- YOUR GOAL -
Write out again the items from the line with "Which region of the photo contains the shrub?" to the line with "(646, 610), (685, 636)", inclusive, leaving the requests as they are. Offset every bounding-box coordinate in the answers by adding 141.

- Records taken from a dataset -
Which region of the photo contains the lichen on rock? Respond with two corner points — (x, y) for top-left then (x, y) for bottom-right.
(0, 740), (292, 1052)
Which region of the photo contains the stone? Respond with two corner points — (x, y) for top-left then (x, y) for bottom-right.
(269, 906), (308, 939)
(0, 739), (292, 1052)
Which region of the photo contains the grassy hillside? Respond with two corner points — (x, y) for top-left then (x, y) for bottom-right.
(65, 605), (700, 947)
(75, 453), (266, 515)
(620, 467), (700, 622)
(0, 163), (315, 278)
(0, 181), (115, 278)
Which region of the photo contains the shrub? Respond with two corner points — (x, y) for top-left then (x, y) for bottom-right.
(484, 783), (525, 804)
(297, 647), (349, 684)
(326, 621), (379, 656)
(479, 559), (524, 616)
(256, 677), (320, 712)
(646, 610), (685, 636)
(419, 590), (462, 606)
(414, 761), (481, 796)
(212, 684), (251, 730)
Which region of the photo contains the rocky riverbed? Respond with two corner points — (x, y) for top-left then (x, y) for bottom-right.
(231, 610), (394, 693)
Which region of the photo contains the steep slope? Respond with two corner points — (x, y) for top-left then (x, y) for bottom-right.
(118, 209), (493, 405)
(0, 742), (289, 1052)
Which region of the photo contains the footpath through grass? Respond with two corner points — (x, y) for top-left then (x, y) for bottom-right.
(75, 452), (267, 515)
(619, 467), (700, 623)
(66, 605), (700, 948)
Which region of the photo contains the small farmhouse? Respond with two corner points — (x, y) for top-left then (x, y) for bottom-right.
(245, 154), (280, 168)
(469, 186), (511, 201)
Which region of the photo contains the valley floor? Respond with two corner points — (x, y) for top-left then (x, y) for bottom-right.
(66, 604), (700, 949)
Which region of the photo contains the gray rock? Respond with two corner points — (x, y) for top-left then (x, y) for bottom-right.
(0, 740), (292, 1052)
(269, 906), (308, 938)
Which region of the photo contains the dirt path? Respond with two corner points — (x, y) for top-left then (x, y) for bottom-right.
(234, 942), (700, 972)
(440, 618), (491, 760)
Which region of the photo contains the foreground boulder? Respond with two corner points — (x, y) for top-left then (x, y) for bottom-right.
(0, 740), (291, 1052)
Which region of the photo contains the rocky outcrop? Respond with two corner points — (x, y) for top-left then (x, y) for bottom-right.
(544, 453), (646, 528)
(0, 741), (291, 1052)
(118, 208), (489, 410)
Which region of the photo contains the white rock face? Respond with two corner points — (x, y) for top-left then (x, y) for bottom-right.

- IN RESPONSE -
Which region of the photo contains the shrub? Respond with two corner points — (x, y) for top-left then (x, y) for bottom-right.
(625, 924), (666, 945)
(438, 788), (490, 825)
(467, 762), (520, 797)
(620, 700), (665, 757)
(397, 818), (461, 853)
(787, 751), (826, 777)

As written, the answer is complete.